[Referring expression pointing data]
........

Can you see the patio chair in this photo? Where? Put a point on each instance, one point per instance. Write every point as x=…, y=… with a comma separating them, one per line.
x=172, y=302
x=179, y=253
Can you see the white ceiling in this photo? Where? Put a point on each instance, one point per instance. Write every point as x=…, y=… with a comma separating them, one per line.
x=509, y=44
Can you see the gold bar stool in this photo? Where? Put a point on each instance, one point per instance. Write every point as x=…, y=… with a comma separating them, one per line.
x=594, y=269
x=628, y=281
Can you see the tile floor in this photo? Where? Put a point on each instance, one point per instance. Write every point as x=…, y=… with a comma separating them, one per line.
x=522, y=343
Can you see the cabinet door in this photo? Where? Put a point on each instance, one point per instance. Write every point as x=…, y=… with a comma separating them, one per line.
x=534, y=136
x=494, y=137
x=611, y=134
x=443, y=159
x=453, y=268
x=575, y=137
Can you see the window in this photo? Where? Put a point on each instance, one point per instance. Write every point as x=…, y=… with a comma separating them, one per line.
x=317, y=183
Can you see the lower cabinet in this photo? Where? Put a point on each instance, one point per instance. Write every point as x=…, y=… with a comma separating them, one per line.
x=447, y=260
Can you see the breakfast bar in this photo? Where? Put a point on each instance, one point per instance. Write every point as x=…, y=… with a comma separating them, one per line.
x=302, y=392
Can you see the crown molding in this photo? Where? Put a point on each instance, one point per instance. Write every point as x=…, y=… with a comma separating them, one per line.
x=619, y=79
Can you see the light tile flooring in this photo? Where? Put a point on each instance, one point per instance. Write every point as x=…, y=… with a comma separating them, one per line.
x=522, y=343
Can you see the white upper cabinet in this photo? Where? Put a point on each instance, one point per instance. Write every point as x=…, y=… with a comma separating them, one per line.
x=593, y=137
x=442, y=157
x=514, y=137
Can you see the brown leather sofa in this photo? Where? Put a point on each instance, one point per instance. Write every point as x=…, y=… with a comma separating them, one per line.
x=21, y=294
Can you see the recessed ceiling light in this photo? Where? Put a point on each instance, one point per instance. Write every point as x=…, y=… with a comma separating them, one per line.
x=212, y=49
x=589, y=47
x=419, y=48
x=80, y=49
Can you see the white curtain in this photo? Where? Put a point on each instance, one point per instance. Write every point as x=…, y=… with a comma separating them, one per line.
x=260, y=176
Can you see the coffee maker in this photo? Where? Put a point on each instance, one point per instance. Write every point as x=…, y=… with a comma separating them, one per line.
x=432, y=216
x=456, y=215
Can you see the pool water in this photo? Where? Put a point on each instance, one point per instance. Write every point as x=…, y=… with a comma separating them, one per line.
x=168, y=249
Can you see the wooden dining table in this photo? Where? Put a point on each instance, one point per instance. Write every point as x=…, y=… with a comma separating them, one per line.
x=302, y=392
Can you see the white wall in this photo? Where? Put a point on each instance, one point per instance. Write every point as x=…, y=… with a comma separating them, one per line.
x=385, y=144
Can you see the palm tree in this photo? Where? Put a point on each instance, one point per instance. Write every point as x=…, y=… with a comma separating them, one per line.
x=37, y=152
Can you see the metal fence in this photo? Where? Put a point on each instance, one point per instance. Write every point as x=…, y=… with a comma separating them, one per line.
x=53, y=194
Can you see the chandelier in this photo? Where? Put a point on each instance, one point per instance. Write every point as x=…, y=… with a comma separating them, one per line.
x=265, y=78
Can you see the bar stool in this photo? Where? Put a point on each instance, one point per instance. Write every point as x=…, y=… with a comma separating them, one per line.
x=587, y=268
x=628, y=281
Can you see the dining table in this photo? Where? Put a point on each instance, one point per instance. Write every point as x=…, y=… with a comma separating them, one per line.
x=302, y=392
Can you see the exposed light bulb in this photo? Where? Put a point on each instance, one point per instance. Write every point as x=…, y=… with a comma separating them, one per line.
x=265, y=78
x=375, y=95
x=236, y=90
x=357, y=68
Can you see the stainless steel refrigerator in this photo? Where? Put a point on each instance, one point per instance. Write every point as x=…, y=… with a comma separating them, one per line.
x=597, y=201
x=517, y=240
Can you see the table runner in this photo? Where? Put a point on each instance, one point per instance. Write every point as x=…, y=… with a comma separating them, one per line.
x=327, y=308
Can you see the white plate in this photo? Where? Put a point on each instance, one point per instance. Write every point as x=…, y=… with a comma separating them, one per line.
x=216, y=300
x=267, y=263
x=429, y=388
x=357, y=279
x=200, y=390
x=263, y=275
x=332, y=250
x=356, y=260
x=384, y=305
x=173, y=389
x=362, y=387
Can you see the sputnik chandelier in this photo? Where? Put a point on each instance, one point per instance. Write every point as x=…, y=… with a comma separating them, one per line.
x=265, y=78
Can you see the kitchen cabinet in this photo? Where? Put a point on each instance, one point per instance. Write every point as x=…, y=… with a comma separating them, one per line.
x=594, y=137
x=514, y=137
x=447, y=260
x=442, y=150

........

### Work item
Only the lines from the one holding "Can you see the white plate" through the final line of the entries, both included, should be given again, word for word.

### Final answer
Can you see the white plate in this photo? Where? Put a point on each instance, one point per instance. Write every point as x=…, y=… with a comma separating them, one per line.
x=216, y=300
x=267, y=263
x=429, y=388
x=357, y=279
x=200, y=390
x=263, y=275
x=332, y=250
x=356, y=260
x=384, y=305
x=173, y=389
x=362, y=387
Can you see the sputnik chandelier in this photo? Where? Put a point on each instance, one point per instance. Write every point as x=…, y=… with a comma separating them, one per line.
x=265, y=78
Can you see the kitchen cabinet in this photo? Where? Put a point on each instance, one point per instance. Write every point as x=…, y=… with a comma separating them, one per line.
x=594, y=137
x=514, y=137
x=447, y=260
x=442, y=150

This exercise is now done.